Task prompt =>
Extract the entries in their exact form.

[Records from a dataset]

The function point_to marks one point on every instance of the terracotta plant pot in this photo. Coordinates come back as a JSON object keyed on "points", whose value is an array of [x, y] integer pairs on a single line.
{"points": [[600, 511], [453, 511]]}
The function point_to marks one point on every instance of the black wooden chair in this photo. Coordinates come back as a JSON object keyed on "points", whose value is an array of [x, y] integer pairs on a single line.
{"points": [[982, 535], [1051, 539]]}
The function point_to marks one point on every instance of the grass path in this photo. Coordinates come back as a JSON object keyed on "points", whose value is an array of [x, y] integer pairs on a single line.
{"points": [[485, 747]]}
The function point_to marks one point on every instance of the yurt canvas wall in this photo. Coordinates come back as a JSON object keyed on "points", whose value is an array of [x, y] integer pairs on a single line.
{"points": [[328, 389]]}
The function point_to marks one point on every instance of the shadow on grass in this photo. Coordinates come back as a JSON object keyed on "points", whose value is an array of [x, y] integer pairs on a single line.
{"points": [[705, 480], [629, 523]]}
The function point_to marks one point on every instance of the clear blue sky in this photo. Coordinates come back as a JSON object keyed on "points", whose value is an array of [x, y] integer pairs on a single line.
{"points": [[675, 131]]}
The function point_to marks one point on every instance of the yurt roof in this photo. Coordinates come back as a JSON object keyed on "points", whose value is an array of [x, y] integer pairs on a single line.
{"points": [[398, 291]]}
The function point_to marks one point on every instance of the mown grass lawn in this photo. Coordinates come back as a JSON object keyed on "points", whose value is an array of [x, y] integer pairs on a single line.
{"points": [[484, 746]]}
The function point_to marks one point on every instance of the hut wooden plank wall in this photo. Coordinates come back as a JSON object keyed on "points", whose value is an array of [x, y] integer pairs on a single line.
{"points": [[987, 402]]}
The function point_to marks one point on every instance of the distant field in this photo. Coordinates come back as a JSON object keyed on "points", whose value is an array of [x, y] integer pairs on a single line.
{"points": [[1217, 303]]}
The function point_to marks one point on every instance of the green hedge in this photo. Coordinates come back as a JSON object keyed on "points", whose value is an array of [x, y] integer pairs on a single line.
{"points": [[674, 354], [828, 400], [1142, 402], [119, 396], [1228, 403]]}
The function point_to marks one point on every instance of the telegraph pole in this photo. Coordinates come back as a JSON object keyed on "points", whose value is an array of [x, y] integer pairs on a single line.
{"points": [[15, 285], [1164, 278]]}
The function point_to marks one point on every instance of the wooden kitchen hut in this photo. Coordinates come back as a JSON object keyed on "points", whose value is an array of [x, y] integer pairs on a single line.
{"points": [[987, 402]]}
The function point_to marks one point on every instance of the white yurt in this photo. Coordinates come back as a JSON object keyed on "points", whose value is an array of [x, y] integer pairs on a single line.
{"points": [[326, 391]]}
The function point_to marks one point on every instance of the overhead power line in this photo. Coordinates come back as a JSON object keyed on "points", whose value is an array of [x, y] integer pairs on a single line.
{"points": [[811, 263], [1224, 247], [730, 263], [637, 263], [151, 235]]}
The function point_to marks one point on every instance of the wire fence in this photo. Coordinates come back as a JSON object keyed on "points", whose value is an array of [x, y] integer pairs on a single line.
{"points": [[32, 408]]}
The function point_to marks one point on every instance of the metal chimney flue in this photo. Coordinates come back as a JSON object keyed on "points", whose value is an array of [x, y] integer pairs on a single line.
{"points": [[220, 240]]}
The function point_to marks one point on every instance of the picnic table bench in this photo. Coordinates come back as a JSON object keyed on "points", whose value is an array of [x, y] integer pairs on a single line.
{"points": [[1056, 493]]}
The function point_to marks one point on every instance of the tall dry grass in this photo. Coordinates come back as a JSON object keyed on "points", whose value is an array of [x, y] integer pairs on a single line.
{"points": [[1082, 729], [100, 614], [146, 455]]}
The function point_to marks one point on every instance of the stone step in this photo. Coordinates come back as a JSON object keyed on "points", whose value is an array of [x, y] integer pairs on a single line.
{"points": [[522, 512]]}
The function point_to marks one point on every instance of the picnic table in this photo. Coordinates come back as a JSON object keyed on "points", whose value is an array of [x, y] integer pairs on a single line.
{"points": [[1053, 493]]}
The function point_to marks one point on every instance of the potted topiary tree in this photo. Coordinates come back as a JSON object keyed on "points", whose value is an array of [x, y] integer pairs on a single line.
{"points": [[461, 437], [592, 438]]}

Solution for this task =>
The function point_to marks one point on every instance of the terracotta plant pot in this photo. Coordinates come back as a JSON object keyed on "points", whose value is an array of [x, y] integer pairs on a single line.
{"points": [[600, 511], [453, 511]]}
The function point_to marks one point on every instance of the black wooden chair in this photo. Coordinates come back as a JSON object keyed on "points", whose value is an array of [x, y] integer pairs on a single line.
{"points": [[982, 535], [1051, 539]]}
The function point_to marks one point on every instance of the grass path in this photo. Coordinates come back as a JSON object keyed on "points", whose value is an array of [x, y] integer pairs on a single line.
{"points": [[485, 747]]}
The function point_to marks one point on every instance of the yurt canvas wall in this photo. Coordinates come back as a JSON object keyed on "points", whose value is an array of [x, y] integer pairs on a single line.
{"points": [[328, 389]]}
The function point_to marks one point on every instance of the shadow on grass in this photo. Coordinates come back as a JSON object keyed on "points", whose value is an array of [x, y] integer pairs on a single line.
{"points": [[705, 480], [629, 523]]}
The function point_to marks one point on every instance of the clear blue sky in this photo. Coordinates come back as a JSON object keyed on "points", whose value is an array of [x, y] integer pairs on a single line.
{"points": [[675, 131]]}
The function point_to marks one point on every instance of the yurt roof in this photo. Coordinates come back as a JSON object keyed on "points", whose value is an array of [x, y] integer pairs on a single line.
{"points": [[398, 291]]}
The function point_to marks one point on every instance of the mown grass lawn in this photo. Coordinates come back as a JSON object keyed on "points", whose value is an array of [x, y] integer pairs on a single line.
{"points": [[484, 746]]}
The function point_to marks one point on every instance of the hut wooden plank wall in this photo. Coordinates come back as a JSON object keyed on "points", whose value is an array of [x, y] integer pairs on a single line.
{"points": [[987, 402]]}
The function point_to marks one point on every instance of the distant field in this photo. Coordinates come back as a JSON object keyed on "points", whose value is an array of [x, y] integer pairs on a single line.
{"points": [[1217, 303]]}
The function point_to marks one point on every instance of the green hedge in this photo. Coordinates come back as a JSON object keyed on "points", whose value is an array of [x, y] integer pairs on a single line.
{"points": [[674, 354], [828, 400], [1142, 402], [119, 396], [1228, 403]]}
The function point_to marks one point on every instance of the telegraph pole in this photo. Coordinates come back as a JSON object keyed on "points", whose value is an array of [x, y] integer pairs on a single line.
{"points": [[15, 285], [1164, 278]]}
The function point_to marks one point on every instance of the wooden kitchen hut in this photo. Coordinates come back as a JSON object keyed on "points", whose value is an array of [x, y] integer pairs on a single line.
{"points": [[987, 402]]}
The function point_to marks one point on every instance of the white yurt in this photo. Coordinates come back as a JSON object keyed on "points", whose value is an array of [x, y] integer pairs on a single line.
{"points": [[326, 391]]}
The function point_to marks one point on every instance of the overhead power line in this photo. Coordinates come back as a JSON object keyed on "points", whose value is an array of [x, y] integer pairs on a single line.
{"points": [[811, 263], [1224, 247], [730, 263], [637, 263], [151, 235]]}
The function point_to marks one point on every instance of the wire fence in this photo. Coordinates come back as a JSON object keyed on "points", whose value is an array of [x, y] integer pairs on a single line.
{"points": [[32, 408]]}
The function point_to marks one point on every instance of the metal chimney flue in this photo. Coordinates come back as a JSON object keyed on "points", whose value is an array of [x, y] integer pairs on a single line.
{"points": [[220, 240]]}
The function point_to marks one point on every instance of the picnic table bench in this photo. Coordinates come back as a JSON object keyed on "points", whose value is an array of [x, y] integer pairs on a single line.
{"points": [[1056, 493]]}
The function point_to marks one point on every instance of the tall dry grass in this photo. Coordinates come back as a JSON object keyed on "points", whose value is an array of [x, y] integer pairs on a single line.
{"points": [[1082, 729], [100, 614], [146, 455]]}
The function point_to marks one point on every instance of the stone step in this photo. Coordinates come back as a JSON object keyed on "points", whose value is an array of [x, y] integer pairs on a single line.
{"points": [[522, 512]]}
The function point_to marks one point on every instance of the picnic table in this photo. Coordinates come back as a JSON object keyed on "points", whose value is an array of [x, y] integer pairs on a single line.
{"points": [[1053, 493]]}
The function point_to marks one point on every instance of the potted topiary tree in this photo. Coordinates come back as a JSON object keyed on "points", whose value is an array of [x, y] integer pairs on a single line.
{"points": [[461, 437], [592, 438]]}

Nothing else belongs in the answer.